### Assignment
All lines from the opening of the data to the line containing "Target: shrub" must be returned unchanged, and only those lines.

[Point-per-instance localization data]
____________________

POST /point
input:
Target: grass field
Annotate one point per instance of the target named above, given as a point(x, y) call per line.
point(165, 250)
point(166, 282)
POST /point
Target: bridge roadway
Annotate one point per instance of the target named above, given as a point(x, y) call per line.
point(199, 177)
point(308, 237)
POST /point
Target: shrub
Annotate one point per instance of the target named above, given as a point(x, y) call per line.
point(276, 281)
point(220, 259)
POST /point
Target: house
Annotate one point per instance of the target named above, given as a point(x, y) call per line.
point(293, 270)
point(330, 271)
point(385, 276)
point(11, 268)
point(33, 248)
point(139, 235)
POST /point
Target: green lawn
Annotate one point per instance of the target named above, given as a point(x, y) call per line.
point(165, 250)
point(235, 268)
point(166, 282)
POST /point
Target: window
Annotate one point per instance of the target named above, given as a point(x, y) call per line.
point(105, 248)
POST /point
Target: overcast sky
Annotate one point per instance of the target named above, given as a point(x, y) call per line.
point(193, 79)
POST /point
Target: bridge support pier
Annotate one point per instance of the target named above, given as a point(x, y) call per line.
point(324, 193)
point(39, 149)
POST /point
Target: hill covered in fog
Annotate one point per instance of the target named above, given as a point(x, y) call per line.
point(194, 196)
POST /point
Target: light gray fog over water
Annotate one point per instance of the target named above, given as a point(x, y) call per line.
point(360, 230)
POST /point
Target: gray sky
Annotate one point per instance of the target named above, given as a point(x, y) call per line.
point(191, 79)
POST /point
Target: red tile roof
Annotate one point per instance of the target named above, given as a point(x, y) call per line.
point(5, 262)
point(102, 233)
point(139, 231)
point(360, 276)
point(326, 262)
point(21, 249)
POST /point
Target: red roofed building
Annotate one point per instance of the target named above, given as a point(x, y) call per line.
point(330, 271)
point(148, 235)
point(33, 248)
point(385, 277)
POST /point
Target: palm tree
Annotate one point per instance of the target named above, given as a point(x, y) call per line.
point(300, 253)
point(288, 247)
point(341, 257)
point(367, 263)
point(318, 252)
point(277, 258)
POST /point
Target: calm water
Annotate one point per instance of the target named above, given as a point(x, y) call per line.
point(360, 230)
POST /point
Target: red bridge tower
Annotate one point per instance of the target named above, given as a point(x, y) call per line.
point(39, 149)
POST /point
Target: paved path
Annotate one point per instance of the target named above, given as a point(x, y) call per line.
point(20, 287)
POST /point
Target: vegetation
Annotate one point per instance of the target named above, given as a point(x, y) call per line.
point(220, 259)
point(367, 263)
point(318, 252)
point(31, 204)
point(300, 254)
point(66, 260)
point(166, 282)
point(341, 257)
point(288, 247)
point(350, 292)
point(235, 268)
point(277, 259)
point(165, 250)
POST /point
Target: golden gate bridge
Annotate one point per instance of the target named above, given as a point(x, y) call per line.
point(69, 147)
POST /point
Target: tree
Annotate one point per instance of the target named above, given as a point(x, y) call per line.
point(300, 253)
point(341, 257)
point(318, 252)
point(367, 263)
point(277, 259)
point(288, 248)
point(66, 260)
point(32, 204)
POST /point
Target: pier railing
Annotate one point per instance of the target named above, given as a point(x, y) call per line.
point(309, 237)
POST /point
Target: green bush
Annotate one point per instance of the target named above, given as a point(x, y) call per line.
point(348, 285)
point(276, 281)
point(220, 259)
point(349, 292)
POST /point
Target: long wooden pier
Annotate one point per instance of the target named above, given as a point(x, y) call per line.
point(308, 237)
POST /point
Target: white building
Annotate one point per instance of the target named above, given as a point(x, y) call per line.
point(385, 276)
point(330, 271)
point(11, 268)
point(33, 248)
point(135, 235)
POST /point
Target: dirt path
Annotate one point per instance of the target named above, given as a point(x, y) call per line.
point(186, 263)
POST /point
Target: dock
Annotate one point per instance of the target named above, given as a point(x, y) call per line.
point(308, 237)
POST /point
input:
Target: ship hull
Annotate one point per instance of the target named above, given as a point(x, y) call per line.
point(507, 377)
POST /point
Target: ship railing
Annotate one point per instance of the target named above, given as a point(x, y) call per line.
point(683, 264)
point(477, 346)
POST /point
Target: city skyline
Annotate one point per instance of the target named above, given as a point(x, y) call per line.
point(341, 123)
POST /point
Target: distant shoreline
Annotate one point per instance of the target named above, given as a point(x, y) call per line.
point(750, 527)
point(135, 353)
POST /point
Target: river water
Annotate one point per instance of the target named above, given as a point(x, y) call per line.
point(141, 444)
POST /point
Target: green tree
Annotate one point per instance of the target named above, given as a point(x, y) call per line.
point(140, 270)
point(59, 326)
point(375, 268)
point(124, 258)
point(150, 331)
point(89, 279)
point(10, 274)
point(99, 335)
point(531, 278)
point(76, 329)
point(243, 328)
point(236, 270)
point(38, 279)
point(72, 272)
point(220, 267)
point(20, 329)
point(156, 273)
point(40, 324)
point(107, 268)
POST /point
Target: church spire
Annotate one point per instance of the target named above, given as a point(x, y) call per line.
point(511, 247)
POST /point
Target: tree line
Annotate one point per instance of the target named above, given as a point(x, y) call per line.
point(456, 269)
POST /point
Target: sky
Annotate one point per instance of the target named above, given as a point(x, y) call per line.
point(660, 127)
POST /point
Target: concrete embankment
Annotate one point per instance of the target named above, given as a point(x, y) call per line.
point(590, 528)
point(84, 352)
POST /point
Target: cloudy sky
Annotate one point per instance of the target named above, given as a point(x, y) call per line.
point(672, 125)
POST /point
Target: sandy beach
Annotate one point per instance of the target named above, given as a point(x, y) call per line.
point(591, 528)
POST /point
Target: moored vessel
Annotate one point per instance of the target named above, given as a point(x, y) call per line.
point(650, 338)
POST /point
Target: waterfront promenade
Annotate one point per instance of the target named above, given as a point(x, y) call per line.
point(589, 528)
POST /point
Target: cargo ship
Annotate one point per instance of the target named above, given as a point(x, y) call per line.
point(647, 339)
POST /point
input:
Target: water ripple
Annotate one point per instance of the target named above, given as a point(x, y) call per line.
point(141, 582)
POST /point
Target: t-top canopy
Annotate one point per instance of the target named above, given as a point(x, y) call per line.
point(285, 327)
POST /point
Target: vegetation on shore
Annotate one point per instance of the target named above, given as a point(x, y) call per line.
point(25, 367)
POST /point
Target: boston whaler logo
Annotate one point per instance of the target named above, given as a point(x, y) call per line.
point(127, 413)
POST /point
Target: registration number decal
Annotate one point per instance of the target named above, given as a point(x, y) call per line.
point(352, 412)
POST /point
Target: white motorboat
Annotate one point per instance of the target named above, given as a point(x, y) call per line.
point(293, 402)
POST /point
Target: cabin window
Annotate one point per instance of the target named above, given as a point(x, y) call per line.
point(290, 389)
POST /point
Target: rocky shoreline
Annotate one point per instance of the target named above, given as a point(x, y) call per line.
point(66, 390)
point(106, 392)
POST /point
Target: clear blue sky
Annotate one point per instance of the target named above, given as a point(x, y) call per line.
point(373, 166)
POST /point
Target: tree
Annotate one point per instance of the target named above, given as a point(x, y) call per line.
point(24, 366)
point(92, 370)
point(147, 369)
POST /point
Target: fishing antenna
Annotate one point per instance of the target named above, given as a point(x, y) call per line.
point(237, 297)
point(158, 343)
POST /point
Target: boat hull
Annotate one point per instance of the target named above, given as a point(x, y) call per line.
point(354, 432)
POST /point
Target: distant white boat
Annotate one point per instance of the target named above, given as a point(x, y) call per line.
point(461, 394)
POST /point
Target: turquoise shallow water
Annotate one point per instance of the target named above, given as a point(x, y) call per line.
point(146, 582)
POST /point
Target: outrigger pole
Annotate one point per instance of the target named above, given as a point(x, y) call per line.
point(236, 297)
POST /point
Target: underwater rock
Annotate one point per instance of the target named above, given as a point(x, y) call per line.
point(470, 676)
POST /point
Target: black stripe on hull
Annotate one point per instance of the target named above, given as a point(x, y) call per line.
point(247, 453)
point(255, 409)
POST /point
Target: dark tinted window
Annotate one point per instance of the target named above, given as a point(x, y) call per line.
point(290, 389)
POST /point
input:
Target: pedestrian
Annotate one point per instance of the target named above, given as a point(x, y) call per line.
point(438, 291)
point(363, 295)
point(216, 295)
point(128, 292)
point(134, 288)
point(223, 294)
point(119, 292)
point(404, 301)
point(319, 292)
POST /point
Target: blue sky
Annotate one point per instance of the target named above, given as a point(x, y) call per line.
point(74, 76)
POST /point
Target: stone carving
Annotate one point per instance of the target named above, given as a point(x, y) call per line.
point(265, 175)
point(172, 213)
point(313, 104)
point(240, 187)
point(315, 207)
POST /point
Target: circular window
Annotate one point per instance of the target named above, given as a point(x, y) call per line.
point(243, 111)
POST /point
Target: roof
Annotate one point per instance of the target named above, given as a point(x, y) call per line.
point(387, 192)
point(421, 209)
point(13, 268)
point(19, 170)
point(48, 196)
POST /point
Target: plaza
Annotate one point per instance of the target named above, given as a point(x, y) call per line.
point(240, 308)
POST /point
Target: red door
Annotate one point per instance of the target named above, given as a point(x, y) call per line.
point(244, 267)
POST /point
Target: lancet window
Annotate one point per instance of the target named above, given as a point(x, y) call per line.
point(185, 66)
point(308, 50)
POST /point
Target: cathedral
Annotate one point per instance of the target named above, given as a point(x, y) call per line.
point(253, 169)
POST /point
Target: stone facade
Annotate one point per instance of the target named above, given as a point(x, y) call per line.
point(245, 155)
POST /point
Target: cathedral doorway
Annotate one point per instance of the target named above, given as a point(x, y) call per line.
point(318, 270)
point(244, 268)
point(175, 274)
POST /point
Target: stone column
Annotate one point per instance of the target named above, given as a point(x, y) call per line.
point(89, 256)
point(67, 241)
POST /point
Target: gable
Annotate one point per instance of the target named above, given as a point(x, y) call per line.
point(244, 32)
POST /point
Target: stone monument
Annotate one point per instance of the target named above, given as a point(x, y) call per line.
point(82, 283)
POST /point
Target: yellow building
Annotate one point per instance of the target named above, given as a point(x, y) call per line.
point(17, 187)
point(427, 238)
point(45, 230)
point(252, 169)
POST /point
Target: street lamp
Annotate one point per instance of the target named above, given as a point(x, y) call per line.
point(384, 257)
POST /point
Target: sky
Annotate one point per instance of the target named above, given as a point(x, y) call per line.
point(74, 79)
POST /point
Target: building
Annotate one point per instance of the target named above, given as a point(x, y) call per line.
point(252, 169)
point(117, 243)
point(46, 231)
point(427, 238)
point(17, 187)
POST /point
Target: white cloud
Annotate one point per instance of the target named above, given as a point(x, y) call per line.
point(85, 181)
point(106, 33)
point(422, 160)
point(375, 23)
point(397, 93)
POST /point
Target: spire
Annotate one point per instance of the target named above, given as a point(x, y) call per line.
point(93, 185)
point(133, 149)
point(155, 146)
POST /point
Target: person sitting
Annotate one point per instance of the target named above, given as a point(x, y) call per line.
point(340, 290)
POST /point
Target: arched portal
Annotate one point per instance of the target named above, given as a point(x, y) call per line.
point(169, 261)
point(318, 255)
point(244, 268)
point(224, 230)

____________________

### Result of the task
POST /point
input:
Target: grass field
Annotate one point per instance of the target named above, given as a point(x, y) call per line.
point(165, 250)
point(166, 282)
POST /point
Target: bridge roadway
Annotate one point per instance of the target named above, given as a point(x, y) call per line.
point(199, 177)
point(308, 237)
POST /point
Target: shrub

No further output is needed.